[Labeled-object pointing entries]
##########

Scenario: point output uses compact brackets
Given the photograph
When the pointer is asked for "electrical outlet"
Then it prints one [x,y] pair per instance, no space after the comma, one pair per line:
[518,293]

##########

**To be done**
Render every line of the records as a Markdown table with the columns Row and Line, numbering each row and skipping blank lines.

**Solution**
| Row | Line |
|---|---|
| 1 | Scenario: point output uses compact brackets |
| 2 | Given the photograph |
| 3 | When the pointer is asked for "electrical outlet" |
| 4 | Then it prints one [x,y] pair per instance, no space after the comma, one pair per line: |
| 5 | [518,293] |